Source text:
★ ★ ★

Could you give a few more specifics about the bulk head fitting? I've been looking for exactly this sort of thing. I can't seem to get my nipples (well, the metal ones - but you know what I mean) to stay in the barrels properly, and they leak, get knocked out by the hogs, or both. Very frustrating. 

Thanks in advance!


----------



## Ed Norman (Jun 8, 2002)

We lay the barrel on it's side on a little stand. Screw a 1/2" pipe into the bung, screw a coupler on the end, and screw in the nipple. Then shove it through the fence. We wire the pipe to the fence so it doesn't flex too much, and it lasts for years. But in the winter, we have to pack water to them, at least for now.


----------



## CK25Hulk (Jun 10, 2007)

I purchased the bulkhead fitting at True Value, just walked up and asked them for a 1/2 bulk head fitting. I brought in the nipple waterer with me so they could see what I was planning to attach to it.

Below is a link from a random website, I assume the 1/2" is what is needed.

http://www.plumbingsupply.com/bulkhead.html


I have yet to see mine leak but I won't be putting to use until next week. If I get a leak around the threads, I will probably use some silicon or high temp RTV bought through a local automotive store to stop the leak.


----------



## PACrofter (Oct 11, 2002)

Great - thanks, Hulk! I'll be running errands today past our local True Value so I'll stop in to see what they've got.


----------

★ ★ ★

[Photo object pointing records]
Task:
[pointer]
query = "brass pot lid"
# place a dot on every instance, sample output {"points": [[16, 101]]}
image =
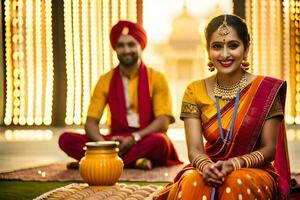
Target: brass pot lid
{"points": [[102, 144]]}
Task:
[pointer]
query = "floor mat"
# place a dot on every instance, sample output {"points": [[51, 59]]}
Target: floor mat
{"points": [[118, 192], [59, 172]]}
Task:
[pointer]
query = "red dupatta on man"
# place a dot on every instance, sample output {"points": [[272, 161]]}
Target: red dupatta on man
{"points": [[117, 105], [254, 105], [119, 124]]}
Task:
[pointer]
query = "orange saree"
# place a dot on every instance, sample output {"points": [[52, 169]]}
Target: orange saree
{"points": [[256, 101]]}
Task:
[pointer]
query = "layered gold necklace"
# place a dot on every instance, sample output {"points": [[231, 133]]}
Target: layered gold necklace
{"points": [[228, 93]]}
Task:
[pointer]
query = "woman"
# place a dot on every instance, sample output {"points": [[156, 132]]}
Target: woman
{"points": [[241, 117]]}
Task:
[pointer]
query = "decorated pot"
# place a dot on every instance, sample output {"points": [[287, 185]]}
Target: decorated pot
{"points": [[101, 165]]}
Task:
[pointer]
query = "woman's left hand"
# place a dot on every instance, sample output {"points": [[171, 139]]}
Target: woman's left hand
{"points": [[225, 167]]}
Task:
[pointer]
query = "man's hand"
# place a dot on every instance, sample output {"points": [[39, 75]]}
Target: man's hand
{"points": [[125, 143]]}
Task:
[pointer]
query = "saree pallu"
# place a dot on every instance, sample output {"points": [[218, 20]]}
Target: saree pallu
{"points": [[271, 182]]}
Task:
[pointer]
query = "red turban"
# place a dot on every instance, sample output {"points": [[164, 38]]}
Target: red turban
{"points": [[127, 27]]}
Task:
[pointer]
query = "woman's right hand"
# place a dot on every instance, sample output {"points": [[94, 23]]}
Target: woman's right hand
{"points": [[212, 175]]}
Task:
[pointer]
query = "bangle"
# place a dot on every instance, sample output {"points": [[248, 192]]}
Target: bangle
{"points": [[136, 137], [200, 161]]}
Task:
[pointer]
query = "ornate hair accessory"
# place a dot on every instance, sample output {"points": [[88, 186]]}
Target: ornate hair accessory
{"points": [[223, 28]]}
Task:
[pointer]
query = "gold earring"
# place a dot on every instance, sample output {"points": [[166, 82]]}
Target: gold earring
{"points": [[211, 66], [245, 64]]}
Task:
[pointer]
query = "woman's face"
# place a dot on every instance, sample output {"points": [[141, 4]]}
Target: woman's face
{"points": [[227, 52]]}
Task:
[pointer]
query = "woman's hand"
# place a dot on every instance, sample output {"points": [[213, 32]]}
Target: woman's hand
{"points": [[212, 175], [225, 167]]}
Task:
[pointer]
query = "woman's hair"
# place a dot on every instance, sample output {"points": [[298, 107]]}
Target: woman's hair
{"points": [[237, 23]]}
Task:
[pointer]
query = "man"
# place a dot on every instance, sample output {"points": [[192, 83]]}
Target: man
{"points": [[139, 102]]}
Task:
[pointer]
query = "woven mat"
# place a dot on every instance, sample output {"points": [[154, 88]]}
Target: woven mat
{"points": [[59, 172], [120, 191]]}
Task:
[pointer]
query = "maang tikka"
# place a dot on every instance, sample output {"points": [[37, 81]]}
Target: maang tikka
{"points": [[223, 28]]}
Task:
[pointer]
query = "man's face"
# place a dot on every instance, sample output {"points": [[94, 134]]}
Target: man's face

★ ★ ★

Task instructions:
**1.** Summarize the thread on barrel waterer fittings in three sentences.
**2.** Reproduce everything from "We lay the barrel" down to "what is needed." in the thread on barrel waterer fittings, word for word.

Responses for each task:
**1.** One poster asks for details on a bulkhead fitting because the metal nipples in their barrels leak, get knocked out by the hogs, or both. One reply describes screwing a 1/2" pipe into the bung of a barrel lying on its side, adding a coupler and the nipple, pushing it through the fence, and wiring the pipe to the fence. Another reply says a 1/2 bulkhead fitting was bought at True Value and that any leak around the threads would be stopped with products from a local automotive store, and the first poster plans to stop in at their local True Value.

**2.**
We lay the barrel on it's side on a little stand. Screw a 1/2" pipe into the bung, screw a coupler on the end, and screw in the nipple. Then shove it through the fence. We wire the pipe to the fence so it doesn't flex too much, and it lasts for years. But in the winter, we have to pack water to them, at least for now.


----------



## CK25Hulk (Jun 10, 2007)

I purchased the bulkhead fitting at True Value, just walked up and asked them for a 1/2 bulk head fitting. I brought in the nipple waterer with me so they could see what I was planning to attach to it.

Below is a link from a random website, I assume the 1/2" is what is needed.